* _DATA FOR THIS TASK_
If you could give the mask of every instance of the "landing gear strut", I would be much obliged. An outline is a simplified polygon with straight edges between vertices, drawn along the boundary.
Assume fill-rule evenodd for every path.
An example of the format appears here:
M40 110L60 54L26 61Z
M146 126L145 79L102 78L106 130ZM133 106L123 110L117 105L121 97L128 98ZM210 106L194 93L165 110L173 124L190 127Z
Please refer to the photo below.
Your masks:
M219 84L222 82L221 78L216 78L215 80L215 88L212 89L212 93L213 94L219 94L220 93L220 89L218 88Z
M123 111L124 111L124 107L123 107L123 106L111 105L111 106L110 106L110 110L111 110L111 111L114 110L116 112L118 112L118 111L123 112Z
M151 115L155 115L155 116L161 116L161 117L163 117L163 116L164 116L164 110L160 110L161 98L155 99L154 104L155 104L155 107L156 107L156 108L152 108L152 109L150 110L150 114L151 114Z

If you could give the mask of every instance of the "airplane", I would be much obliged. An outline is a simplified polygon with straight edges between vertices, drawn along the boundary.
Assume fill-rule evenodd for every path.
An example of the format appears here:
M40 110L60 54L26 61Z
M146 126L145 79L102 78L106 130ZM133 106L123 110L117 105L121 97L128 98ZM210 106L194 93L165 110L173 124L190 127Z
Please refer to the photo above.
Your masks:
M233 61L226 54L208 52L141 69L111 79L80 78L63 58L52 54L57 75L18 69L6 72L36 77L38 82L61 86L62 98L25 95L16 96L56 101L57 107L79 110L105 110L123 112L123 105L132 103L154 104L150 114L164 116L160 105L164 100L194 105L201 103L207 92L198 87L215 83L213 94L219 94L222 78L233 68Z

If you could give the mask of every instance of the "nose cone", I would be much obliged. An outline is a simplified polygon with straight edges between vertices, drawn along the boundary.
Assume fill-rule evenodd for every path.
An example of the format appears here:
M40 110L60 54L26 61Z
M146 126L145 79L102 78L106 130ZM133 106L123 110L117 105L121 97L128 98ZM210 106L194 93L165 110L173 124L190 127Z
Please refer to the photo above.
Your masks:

* _TASK PROMPT_
Copy out all of the data above word for word, changing nothing.

* _RESPONSE TO THE EXERCISE_
If you could give the mask of every instance of the "landing gear strut", I would be much obliged. An outline is a simplified polygon with straight edges between vertices, drawn along the boundary.
Assume fill-rule evenodd for every path.
An example of the format appears here:
M40 110L60 54L26 61Z
M146 126L145 79L102 78L106 130ZM133 106L123 110L117 105L121 97L128 98ZM210 106L194 93L165 110L173 124L190 127Z
Please refer to the photo below.
Your masks:
M219 84L222 82L221 78L216 78L215 80L215 88L212 89L212 93L213 94L219 94L220 93L220 89L218 88Z
M123 111L124 111L124 107L123 107L123 106L111 105L111 106L110 106L110 110L111 110L111 111L114 110L116 112L118 112L118 111L123 112Z
M151 115L155 115L155 116L161 116L161 117L163 117L163 116L164 116L164 110L160 110L161 98L155 99L154 104L155 104L155 107L156 107L156 108L152 108L152 109L150 110L150 114L151 114Z

If you could give the mask of every instance of the "airplane", I would be much obliged. An outline is a simplified polygon with straight edges between vertices, drawn along the boundary.
Assume fill-rule evenodd for every path.
An example of the format appears here:
M40 110L60 54L26 61Z
M146 126L145 79L102 78L106 130ZM133 106L123 110L117 105L121 97L128 98ZM210 106L194 93L165 110L173 124L190 127Z
Please refer to the photo above.
Your masks:
M233 61L226 54L208 52L141 69L111 79L80 78L63 58L52 54L57 75L18 69L6 72L36 77L38 82L61 86L62 98L25 95L16 96L56 101L57 107L79 110L105 110L123 112L123 105L132 103L154 104L150 114L164 116L160 105L164 100L194 105L201 103L207 92L198 87L215 83L213 94L219 94L222 78L233 68Z

If you could give the mask of every instance of the "nose cone", I would be much obliged. An outline is a simplified polygon with straight edges between vertices, drawn along the boundary.
Assume fill-rule evenodd for every path.
An example of the format appears here:
M40 110L60 54L26 61Z
M146 126L145 79L102 78L106 130ZM133 106L123 110L117 105L121 97L128 98ZM210 106L194 93L165 110L173 124L190 127Z
Please refer to the photo above.
Your masks:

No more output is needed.